Return, from the lines below, each one that includes the word "snow".

RECORD EXTRACTS START

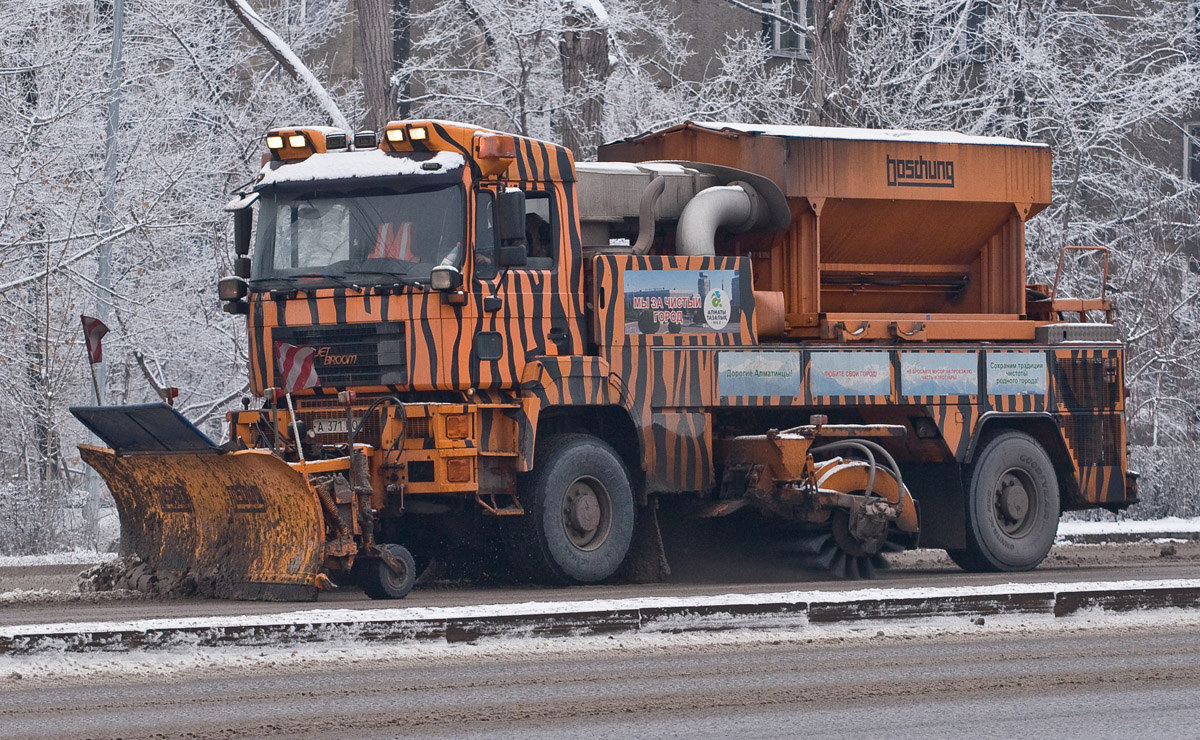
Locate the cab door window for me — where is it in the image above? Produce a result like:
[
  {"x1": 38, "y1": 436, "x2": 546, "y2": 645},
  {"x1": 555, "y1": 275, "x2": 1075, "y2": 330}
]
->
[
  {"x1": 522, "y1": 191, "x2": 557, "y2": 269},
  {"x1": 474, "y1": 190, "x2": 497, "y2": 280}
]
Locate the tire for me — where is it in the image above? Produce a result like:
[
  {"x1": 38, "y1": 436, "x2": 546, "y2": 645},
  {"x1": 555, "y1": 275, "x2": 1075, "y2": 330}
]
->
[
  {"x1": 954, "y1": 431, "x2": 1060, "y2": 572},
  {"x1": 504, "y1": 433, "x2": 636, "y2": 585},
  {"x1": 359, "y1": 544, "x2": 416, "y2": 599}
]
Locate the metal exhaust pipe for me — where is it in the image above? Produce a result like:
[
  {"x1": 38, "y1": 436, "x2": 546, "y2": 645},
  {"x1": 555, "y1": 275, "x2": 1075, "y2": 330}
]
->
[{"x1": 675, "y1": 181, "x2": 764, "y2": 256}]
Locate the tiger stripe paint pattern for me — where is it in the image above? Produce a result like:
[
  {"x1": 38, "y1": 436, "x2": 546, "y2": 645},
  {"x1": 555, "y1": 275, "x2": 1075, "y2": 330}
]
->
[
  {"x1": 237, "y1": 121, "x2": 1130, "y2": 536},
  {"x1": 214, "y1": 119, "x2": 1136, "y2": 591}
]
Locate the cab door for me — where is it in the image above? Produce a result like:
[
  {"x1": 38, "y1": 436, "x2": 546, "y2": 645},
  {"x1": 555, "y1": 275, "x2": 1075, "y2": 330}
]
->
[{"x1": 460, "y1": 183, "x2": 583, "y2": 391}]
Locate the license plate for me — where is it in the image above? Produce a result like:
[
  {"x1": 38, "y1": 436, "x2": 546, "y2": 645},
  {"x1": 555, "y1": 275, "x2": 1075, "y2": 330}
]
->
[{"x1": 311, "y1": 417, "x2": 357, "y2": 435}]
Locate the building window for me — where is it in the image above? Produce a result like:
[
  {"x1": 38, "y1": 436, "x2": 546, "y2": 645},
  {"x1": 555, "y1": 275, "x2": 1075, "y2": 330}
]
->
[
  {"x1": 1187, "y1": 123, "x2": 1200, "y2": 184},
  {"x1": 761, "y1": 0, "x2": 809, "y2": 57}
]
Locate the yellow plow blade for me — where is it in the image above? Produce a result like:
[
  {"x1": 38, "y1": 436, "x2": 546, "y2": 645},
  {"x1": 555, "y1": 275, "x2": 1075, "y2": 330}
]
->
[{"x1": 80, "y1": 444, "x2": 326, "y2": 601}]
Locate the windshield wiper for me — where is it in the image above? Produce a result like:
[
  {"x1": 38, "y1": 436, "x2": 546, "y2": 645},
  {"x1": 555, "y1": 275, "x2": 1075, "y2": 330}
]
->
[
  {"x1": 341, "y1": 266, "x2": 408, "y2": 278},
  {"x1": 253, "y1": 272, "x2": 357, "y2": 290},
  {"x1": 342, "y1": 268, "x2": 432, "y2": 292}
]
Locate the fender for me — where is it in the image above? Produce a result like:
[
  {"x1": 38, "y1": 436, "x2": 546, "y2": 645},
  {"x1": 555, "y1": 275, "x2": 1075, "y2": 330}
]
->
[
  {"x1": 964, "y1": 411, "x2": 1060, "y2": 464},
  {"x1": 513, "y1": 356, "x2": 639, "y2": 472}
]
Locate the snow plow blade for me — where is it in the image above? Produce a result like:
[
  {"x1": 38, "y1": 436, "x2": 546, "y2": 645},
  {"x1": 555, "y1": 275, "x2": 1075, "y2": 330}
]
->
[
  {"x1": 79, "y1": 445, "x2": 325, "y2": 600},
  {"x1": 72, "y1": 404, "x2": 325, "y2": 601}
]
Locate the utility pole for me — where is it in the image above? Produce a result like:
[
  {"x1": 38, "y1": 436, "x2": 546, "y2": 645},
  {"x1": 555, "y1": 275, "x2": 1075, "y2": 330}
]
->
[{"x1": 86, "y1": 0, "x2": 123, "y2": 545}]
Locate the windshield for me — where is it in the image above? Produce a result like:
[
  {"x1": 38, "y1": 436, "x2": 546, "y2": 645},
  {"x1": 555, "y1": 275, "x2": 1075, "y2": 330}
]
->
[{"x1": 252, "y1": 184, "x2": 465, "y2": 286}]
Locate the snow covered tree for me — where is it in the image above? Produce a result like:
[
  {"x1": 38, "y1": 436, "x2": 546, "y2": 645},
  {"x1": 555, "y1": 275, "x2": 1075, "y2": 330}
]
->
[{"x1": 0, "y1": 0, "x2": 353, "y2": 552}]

RECORD EXTRACTS END
RECORD EXTRACTS START

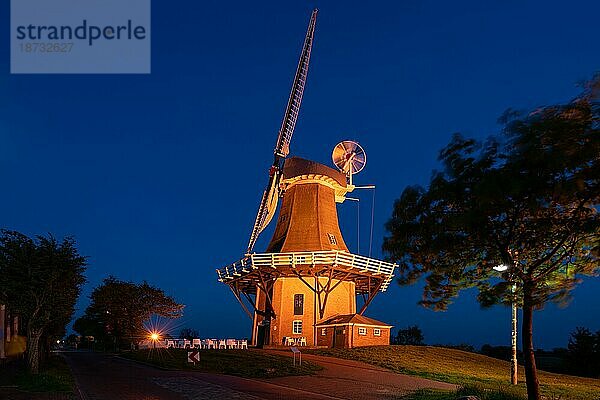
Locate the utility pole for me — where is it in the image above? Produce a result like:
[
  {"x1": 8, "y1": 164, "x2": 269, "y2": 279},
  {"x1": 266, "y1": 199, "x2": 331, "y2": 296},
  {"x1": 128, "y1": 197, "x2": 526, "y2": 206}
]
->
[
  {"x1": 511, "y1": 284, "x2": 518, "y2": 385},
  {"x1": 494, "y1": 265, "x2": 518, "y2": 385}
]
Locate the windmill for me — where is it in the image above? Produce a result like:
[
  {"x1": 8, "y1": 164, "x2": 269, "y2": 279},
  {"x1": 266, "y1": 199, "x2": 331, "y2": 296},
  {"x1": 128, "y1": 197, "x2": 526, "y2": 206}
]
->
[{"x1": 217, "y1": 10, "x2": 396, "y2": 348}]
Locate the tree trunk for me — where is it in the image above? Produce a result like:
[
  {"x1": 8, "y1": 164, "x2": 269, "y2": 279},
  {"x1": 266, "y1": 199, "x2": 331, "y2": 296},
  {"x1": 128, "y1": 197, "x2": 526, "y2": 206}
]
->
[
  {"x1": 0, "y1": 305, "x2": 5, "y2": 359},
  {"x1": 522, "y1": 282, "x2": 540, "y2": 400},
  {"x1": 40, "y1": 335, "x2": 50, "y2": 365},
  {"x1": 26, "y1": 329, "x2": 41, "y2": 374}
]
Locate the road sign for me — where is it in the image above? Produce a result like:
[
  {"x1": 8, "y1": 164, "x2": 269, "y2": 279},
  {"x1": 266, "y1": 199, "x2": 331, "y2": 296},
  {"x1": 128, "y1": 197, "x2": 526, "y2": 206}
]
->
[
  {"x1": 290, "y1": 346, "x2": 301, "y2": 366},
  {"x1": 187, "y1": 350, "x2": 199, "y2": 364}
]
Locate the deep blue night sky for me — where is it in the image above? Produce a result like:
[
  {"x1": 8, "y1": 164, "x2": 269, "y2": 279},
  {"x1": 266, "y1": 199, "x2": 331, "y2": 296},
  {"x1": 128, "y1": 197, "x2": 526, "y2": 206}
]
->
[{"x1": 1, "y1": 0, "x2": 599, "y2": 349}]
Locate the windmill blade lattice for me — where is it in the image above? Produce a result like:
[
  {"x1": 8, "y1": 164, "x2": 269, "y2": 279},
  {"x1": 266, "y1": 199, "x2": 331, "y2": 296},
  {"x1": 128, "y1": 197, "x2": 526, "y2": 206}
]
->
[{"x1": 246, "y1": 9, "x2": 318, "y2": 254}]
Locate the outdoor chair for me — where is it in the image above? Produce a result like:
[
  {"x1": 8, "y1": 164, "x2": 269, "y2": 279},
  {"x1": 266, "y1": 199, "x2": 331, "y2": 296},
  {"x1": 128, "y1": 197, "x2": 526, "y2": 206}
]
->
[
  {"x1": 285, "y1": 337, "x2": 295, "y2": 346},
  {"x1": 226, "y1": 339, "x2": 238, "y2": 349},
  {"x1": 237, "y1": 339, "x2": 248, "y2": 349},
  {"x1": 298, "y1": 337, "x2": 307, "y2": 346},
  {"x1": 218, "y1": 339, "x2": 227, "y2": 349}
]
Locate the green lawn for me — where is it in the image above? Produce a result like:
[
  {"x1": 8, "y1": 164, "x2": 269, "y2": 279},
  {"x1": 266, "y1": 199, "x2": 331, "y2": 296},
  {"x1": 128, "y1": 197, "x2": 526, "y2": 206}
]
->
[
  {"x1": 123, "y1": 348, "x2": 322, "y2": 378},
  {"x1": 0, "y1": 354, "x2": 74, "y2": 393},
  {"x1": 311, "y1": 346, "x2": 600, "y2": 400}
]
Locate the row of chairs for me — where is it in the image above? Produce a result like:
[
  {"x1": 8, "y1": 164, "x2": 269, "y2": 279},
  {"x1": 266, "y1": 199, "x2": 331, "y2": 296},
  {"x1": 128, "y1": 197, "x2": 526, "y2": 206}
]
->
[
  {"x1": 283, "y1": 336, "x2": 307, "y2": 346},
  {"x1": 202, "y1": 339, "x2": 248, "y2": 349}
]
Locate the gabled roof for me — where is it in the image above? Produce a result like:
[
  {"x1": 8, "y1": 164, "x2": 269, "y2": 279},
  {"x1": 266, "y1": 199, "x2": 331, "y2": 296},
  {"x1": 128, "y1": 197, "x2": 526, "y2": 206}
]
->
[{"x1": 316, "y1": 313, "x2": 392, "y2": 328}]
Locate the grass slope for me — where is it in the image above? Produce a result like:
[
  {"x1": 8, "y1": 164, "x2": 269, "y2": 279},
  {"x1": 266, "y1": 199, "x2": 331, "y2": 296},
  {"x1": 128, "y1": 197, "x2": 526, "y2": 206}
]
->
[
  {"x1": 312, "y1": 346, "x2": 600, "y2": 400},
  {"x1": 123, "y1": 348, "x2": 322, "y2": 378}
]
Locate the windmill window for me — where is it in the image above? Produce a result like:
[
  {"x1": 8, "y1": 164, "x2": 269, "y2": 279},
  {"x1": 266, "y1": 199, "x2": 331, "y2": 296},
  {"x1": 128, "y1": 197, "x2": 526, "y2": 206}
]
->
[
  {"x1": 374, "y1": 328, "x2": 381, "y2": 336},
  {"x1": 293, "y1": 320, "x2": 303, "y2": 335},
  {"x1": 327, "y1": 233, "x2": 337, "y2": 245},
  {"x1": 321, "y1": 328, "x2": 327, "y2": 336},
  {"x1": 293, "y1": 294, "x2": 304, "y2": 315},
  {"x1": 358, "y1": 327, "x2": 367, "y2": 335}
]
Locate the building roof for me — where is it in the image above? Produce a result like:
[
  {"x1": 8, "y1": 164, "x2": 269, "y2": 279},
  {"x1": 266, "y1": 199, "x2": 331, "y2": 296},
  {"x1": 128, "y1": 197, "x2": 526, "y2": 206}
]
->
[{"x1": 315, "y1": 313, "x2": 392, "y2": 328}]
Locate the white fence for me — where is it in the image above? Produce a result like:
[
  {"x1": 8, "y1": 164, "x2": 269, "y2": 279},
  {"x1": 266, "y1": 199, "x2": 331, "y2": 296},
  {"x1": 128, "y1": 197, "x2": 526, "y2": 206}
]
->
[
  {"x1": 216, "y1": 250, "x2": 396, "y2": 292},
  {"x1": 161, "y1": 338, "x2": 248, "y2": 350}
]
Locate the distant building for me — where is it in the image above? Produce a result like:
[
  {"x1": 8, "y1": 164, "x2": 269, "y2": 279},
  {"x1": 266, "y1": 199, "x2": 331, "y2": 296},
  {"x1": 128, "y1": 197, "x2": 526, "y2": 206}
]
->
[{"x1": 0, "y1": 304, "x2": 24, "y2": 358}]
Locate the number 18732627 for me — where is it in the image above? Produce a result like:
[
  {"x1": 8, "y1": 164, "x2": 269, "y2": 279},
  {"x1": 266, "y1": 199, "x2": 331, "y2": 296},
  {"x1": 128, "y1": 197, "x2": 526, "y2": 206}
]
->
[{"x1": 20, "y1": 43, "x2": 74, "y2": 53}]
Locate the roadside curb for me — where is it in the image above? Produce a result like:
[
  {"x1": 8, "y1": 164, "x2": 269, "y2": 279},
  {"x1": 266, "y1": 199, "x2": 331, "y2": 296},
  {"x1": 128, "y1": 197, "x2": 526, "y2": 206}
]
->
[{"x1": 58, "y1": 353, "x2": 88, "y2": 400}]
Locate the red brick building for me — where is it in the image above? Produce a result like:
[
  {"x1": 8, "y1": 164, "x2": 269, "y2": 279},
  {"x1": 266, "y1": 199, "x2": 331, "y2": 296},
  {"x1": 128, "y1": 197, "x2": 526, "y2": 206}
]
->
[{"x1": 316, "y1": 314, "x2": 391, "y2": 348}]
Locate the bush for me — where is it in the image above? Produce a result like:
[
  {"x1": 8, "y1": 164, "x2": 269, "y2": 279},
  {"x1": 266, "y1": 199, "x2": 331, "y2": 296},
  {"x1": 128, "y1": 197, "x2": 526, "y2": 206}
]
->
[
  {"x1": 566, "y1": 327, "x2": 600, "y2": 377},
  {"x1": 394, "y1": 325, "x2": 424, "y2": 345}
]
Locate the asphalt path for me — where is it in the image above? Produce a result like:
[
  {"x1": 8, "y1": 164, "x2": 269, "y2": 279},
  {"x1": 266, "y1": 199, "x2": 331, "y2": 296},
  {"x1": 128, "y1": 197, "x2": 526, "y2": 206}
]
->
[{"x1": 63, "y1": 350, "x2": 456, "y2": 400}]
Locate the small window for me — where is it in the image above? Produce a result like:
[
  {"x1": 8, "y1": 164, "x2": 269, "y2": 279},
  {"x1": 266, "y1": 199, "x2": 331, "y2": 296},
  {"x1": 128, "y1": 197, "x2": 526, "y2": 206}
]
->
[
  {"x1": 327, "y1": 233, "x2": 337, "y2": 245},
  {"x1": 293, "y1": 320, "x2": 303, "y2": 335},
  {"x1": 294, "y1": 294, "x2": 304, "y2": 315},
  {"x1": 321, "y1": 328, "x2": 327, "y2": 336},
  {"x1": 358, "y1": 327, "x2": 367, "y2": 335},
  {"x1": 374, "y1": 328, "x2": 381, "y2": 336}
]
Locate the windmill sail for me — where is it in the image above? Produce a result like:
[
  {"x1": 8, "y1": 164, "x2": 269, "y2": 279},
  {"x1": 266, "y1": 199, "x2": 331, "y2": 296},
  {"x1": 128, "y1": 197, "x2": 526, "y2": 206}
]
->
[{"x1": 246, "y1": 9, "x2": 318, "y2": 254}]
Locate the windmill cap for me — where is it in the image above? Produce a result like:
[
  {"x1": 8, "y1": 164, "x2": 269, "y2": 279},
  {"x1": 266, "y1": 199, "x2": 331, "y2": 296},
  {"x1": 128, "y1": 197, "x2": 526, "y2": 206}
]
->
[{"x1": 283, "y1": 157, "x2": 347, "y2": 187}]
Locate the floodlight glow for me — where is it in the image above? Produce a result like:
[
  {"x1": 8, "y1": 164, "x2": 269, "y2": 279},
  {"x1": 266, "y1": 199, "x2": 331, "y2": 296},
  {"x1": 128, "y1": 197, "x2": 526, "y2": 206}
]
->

RECORD EXTRACTS END
RECORD EXTRACTS START

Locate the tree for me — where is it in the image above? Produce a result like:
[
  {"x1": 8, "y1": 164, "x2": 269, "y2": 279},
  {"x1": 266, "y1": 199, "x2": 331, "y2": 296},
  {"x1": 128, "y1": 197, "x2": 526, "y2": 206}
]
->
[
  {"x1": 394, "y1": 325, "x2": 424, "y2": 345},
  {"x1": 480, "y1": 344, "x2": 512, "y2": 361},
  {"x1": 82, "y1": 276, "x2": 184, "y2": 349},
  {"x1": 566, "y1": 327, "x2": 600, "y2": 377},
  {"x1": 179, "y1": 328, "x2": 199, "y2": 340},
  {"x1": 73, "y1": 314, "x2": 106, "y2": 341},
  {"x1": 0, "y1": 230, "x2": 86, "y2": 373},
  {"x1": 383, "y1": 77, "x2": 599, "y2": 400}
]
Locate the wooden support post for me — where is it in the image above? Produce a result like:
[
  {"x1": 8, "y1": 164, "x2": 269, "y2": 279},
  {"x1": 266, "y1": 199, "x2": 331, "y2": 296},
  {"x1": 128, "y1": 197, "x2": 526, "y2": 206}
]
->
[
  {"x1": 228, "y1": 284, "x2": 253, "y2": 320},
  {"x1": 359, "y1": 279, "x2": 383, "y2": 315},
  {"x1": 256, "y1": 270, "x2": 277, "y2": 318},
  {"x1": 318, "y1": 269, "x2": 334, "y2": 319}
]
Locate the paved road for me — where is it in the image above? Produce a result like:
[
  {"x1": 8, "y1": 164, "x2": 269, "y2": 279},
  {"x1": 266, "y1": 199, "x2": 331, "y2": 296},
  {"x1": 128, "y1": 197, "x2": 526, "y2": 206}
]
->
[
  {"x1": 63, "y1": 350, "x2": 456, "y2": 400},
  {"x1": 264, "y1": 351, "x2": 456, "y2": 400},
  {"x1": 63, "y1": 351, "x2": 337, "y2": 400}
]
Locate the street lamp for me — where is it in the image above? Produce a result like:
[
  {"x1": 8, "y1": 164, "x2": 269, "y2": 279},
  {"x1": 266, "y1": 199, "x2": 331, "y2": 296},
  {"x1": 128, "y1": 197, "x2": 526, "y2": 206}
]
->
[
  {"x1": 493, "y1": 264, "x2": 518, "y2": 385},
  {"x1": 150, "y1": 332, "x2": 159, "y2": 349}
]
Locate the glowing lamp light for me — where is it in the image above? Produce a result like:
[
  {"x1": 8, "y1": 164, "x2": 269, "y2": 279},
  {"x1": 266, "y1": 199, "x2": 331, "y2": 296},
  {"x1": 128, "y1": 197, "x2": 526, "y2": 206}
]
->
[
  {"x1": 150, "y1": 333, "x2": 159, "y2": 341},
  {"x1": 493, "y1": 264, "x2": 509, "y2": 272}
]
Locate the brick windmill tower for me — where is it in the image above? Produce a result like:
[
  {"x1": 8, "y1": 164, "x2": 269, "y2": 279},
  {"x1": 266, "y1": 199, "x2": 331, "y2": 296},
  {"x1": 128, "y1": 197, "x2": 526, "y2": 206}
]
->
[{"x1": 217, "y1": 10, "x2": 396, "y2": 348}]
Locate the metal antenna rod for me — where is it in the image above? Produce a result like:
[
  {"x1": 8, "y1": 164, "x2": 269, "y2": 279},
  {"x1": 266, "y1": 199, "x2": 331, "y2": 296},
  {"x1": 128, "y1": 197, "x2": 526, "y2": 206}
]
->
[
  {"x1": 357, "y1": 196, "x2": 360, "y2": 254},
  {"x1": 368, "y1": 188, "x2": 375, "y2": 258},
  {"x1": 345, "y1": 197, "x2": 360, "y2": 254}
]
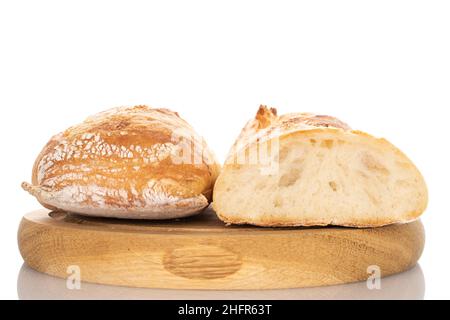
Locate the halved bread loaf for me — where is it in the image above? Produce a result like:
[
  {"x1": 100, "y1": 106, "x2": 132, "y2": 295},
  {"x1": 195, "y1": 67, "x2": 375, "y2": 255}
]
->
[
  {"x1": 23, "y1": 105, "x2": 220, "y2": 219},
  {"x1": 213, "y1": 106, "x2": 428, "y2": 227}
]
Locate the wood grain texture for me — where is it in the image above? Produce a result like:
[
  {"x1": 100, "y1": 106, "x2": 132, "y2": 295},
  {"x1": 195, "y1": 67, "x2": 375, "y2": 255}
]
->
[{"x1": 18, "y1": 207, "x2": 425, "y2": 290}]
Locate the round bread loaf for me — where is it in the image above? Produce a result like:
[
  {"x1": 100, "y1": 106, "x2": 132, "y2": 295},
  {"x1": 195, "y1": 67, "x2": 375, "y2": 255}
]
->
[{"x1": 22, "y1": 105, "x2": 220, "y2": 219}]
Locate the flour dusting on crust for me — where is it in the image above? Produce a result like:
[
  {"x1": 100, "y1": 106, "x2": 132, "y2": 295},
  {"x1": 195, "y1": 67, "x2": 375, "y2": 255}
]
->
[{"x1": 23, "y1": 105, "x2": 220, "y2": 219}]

RECORD EXTRACTS END

RESULT OF THIS EXERCISE:
Locate the snow plow blade for me — where is it in the image above? Produce a result like:
Locate the snow covered tree for me — where is it in the image above? Produce a result like:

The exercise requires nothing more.